Extracted records:
***

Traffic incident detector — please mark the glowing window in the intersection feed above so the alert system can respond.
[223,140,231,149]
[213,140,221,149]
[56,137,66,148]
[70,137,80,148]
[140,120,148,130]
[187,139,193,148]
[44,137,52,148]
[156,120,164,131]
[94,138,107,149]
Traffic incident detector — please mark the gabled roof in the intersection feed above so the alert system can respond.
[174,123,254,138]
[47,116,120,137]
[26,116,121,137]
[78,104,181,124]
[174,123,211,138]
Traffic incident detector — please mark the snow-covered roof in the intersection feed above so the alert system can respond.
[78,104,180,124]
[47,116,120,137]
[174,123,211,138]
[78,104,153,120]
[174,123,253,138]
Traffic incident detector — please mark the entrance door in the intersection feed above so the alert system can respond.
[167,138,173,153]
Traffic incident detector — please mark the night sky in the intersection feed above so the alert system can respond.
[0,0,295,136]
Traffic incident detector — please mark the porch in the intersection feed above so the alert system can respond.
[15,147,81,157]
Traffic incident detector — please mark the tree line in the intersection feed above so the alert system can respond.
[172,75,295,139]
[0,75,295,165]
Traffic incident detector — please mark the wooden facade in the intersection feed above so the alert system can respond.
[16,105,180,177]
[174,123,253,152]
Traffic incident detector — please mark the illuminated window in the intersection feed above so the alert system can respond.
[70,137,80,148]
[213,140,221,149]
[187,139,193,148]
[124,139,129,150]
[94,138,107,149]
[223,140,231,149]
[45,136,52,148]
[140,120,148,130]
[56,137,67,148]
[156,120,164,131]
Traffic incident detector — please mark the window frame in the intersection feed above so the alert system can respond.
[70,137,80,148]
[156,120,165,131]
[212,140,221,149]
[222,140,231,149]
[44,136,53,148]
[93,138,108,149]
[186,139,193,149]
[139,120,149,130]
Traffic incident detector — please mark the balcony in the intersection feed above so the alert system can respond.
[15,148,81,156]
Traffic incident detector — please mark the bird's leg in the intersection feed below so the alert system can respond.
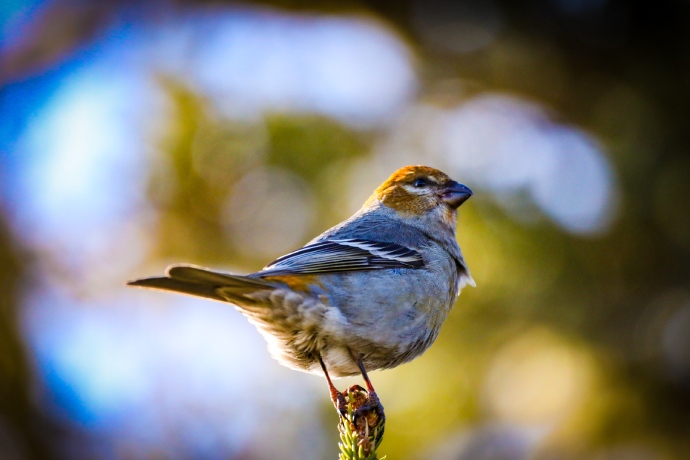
[353,356,386,426]
[319,356,347,415]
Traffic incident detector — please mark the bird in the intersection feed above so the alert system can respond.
[127,165,475,412]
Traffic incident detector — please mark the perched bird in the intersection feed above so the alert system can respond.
[128,166,474,407]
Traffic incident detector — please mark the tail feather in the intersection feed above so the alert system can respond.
[127,265,273,302]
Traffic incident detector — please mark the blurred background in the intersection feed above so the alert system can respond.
[0,0,690,460]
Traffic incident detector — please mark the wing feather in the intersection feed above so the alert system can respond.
[254,239,424,277]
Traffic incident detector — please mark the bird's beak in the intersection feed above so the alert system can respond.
[441,181,472,209]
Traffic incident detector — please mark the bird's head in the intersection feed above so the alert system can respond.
[367,166,472,226]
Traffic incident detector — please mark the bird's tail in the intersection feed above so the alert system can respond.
[127,265,275,302]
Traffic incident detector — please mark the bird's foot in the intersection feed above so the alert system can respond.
[331,387,347,416]
[343,385,386,450]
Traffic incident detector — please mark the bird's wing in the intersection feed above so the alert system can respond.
[251,238,424,277]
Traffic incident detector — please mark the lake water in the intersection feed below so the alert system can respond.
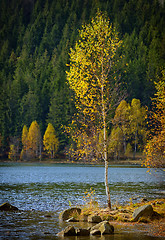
[0,163,165,240]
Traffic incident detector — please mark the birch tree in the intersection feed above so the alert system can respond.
[66,11,122,208]
[43,123,59,158]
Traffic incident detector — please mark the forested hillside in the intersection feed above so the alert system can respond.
[0,0,165,157]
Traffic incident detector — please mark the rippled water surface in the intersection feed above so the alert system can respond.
[0,163,165,240]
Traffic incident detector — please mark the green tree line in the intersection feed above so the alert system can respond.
[0,0,165,157]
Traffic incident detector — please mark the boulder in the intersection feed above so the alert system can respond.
[88,215,102,223]
[59,207,81,221]
[132,205,154,222]
[76,228,90,236]
[57,226,76,237]
[91,221,114,235]
[0,202,19,211]
[90,229,101,236]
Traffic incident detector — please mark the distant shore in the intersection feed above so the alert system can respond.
[0,159,142,167]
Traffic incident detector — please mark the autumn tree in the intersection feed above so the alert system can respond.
[66,11,122,208]
[144,70,165,168]
[112,100,130,153]
[8,136,20,160]
[28,121,42,159]
[129,98,146,158]
[43,123,59,158]
[20,125,29,159]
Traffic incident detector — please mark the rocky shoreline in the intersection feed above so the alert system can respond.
[58,199,165,237]
[0,199,165,239]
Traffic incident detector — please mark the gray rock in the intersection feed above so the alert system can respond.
[0,202,19,211]
[66,217,79,222]
[76,228,90,236]
[90,229,101,236]
[91,221,114,235]
[57,226,76,237]
[88,215,102,223]
[132,205,154,221]
[140,197,147,202]
[59,207,81,221]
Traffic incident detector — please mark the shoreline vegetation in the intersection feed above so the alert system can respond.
[0,158,142,167]
[59,198,165,238]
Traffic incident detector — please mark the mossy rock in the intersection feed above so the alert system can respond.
[0,202,19,211]
[59,207,81,221]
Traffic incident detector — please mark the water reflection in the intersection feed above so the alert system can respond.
[0,164,165,240]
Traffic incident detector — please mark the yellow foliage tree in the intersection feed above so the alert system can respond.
[66,11,122,208]
[28,121,41,159]
[129,98,147,158]
[108,127,123,159]
[20,125,29,159]
[144,70,165,168]
[8,144,16,160]
[43,123,59,158]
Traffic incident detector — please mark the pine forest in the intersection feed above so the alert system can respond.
[0,0,165,167]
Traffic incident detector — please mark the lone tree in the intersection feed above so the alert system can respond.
[43,123,59,158]
[66,11,122,208]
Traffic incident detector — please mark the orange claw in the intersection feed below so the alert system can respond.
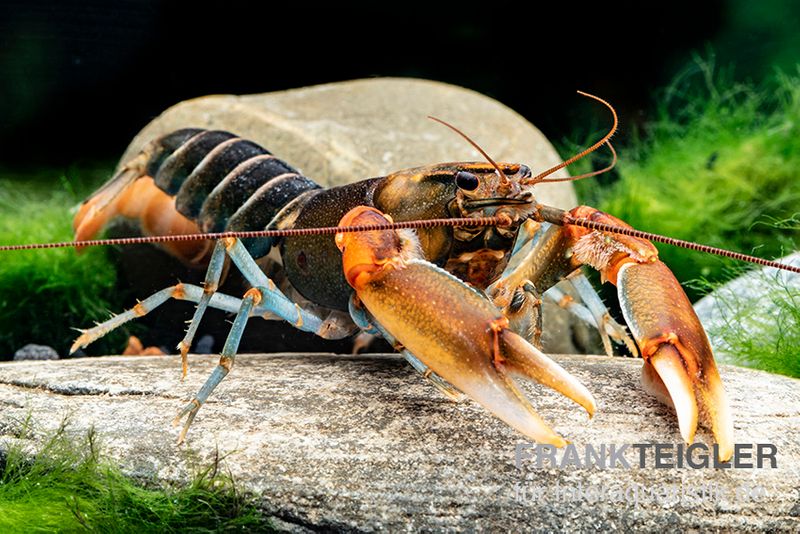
[569,206,733,461]
[336,206,595,447]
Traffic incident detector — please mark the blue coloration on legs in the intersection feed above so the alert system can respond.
[226,239,323,333]
[178,241,225,378]
[348,292,381,336]
[172,287,265,444]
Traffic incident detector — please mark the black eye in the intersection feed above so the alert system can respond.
[456,171,478,191]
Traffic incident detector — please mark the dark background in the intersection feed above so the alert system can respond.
[0,0,800,167]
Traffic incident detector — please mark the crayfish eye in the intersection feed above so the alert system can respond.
[456,171,479,191]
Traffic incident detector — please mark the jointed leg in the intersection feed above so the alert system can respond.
[178,241,225,378]
[172,288,264,444]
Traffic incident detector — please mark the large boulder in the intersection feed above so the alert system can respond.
[0,354,800,532]
[103,78,601,353]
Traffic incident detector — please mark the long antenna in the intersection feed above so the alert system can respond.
[0,209,800,274]
[539,205,800,273]
[0,217,509,252]
[522,91,619,185]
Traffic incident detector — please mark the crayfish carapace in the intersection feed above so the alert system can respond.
[54,92,744,461]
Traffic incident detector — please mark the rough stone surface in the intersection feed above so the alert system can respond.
[0,355,800,531]
[120,78,576,208]
[108,78,601,353]
[694,252,800,362]
[14,343,58,362]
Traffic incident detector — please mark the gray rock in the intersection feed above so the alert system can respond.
[14,343,58,362]
[106,78,602,353]
[120,78,577,208]
[694,252,800,363]
[194,334,214,354]
[0,354,800,532]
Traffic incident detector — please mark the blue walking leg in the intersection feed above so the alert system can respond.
[70,283,247,353]
[224,238,328,337]
[178,241,225,379]
[172,287,265,445]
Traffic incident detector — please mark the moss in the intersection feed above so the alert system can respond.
[0,167,125,360]
[573,61,800,298]
[709,275,800,378]
[0,426,273,533]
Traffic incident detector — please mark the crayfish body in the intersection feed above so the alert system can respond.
[73,124,732,460]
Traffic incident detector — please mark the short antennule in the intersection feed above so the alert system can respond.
[428,115,511,184]
[521,91,619,185]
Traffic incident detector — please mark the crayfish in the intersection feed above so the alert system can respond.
[3,91,792,461]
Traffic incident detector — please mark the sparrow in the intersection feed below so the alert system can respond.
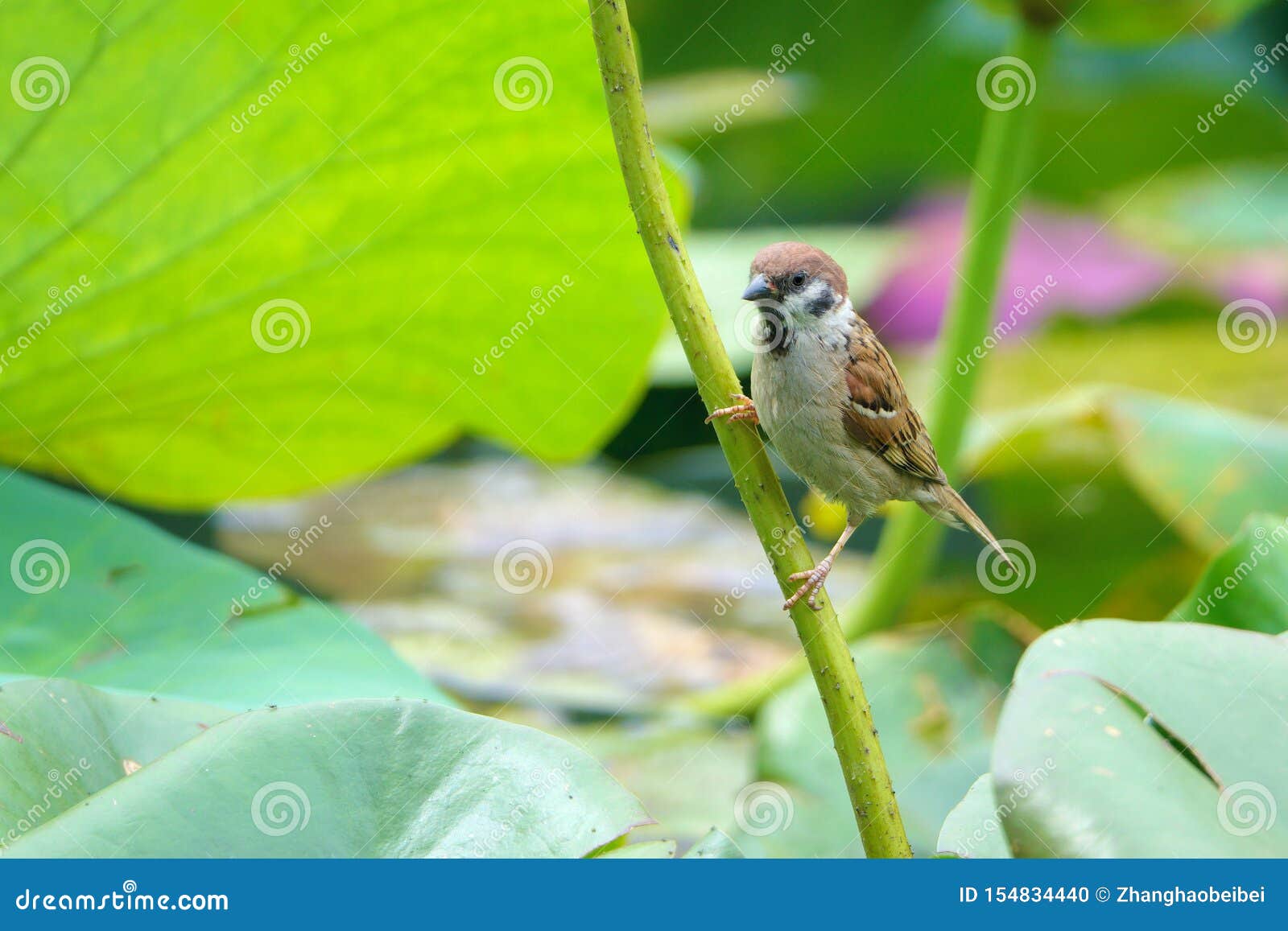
[707,242,1011,611]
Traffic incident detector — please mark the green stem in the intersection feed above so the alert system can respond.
[691,23,1051,715]
[844,23,1051,636]
[588,0,912,856]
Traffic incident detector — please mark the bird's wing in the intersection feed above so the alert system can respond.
[841,319,947,483]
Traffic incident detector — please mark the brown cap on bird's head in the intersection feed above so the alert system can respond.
[751,242,850,295]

***

WHAT IS NEEDED:
Repeat every line between the lines holding "Traffic incident detector — please mark the black" and "[103,78,601,353]", inclusive, with the request lines unchanged. Scale each bounding-box coordinate in the answers by 2.05 and round it to a whole number, rounding halves up.

TASK RESULT:
Traffic incident detector — please mark the black eye in the intersection feed above so the alert system can respond.
[935,351,980,392]
Traffic incident detector — please mark the dark background in the intersection feed above so the alert system can respond.
[0,0,1640,342]
Traffic incident detector — please mark the crayfish eye in the intersection feed above so the alert system can respond.
[935,351,982,392]
Traffic incident detector — please mark the jointed leg in the intersection feed above so the alert system can respond.
[365,494,461,775]
[353,590,541,910]
Traffic incident detector — please mark the large boulder in the intersection feed above so the alert system can respond.
[0,726,1640,1091]
[211,160,1232,724]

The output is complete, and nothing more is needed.